Natural-language object grounding data
__________________________________________________
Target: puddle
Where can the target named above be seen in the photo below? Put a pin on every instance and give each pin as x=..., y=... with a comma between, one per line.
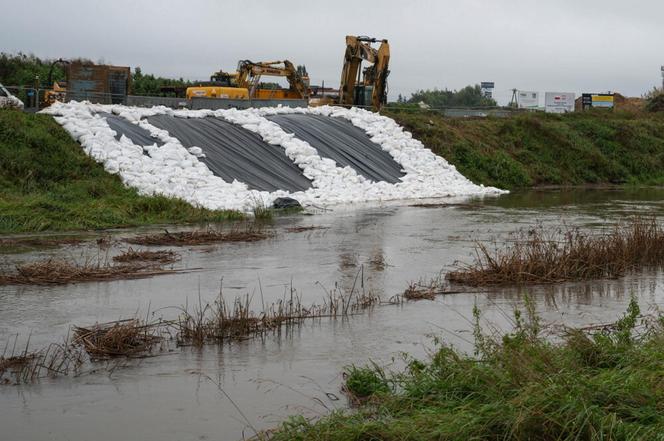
x=177, y=396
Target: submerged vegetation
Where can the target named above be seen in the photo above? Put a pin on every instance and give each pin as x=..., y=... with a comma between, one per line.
x=47, y=182
x=65, y=271
x=602, y=384
x=539, y=256
x=537, y=149
x=246, y=232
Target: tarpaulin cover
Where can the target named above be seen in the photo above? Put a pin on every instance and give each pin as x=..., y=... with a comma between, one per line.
x=138, y=135
x=341, y=141
x=232, y=152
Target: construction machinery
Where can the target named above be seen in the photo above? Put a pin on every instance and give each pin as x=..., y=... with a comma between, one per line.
x=246, y=81
x=59, y=88
x=367, y=87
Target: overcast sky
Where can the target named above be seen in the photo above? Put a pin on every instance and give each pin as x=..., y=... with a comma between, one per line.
x=562, y=45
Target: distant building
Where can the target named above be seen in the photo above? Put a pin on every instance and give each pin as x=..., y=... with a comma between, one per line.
x=607, y=101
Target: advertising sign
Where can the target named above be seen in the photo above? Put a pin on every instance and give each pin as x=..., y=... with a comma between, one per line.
x=559, y=102
x=487, y=88
x=601, y=100
x=528, y=100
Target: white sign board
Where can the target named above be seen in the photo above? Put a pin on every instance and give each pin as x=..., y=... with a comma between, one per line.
x=559, y=102
x=528, y=100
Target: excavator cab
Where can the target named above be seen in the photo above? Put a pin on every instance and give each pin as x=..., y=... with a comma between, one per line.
x=367, y=87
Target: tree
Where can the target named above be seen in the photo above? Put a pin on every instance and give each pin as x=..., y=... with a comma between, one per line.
x=469, y=96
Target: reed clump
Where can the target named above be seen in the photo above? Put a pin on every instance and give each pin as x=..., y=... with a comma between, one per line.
x=303, y=228
x=588, y=385
x=28, y=366
x=64, y=271
x=124, y=338
x=162, y=256
x=249, y=232
x=223, y=321
x=418, y=291
x=541, y=256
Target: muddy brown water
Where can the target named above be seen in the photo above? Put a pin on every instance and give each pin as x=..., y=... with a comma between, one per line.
x=178, y=395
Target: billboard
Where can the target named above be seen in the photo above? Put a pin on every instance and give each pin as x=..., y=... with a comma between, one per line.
x=487, y=88
x=528, y=100
x=559, y=102
x=601, y=100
__________________________________________________
TASK TO COMPLETE — State the number of lines in the data that include the string "sign", and add nothing else.

SOLUTION TO THIS EXERCISE — 2